#### Exercise:
Word for word, repeat each line of the listing below.

#### Supplied information:
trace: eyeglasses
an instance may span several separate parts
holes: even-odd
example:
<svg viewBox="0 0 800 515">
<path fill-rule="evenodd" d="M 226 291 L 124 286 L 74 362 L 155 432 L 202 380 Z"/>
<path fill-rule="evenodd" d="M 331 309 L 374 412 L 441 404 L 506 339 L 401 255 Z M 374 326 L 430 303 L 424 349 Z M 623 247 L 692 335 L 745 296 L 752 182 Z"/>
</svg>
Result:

#### Answer to this exercise:
trace: eyeglasses
an instance may span several separate parts
holes: even-odd
example:
<svg viewBox="0 0 800 515">
<path fill-rule="evenodd" d="M 226 291 L 124 286 L 74 362 L 155 432 L 202 380 Z"/>
<path fill-rule="evenodd" d="M 331 309 L 374 412 L 441 404 L 506 339 L 401 255 Z M 374 326 L 430 303 L 424 349 Z M 623 247 L 692 335 L 745 296 L 752 182 Z"/>
</svg>
Result:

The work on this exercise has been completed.